- **Exercise prompt**: In full and without changes, output the data.

Stored data entries:
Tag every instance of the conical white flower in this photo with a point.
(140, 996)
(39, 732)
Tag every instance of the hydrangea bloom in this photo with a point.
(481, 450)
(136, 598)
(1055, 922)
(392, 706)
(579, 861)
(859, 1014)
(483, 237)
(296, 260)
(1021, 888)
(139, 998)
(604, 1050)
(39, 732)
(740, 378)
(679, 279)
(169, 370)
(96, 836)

- **Result**:
Tag every instance of the conical white flower in this photo with a point.
(140, 996)
(39, 732)
Tag every instance of the hydrangea bloom in this photo with a point.
(481, 450)
(136, 598)
(1055, 922)
(392, 706)
(579, 861)
(859, 1014)
(483, 237)
(296, 260)
(1021, 888)
(139, 998)
(604, 1050)
(39, 732)
(740, 378)
(679, 279)
(169, 370)
(96, 836)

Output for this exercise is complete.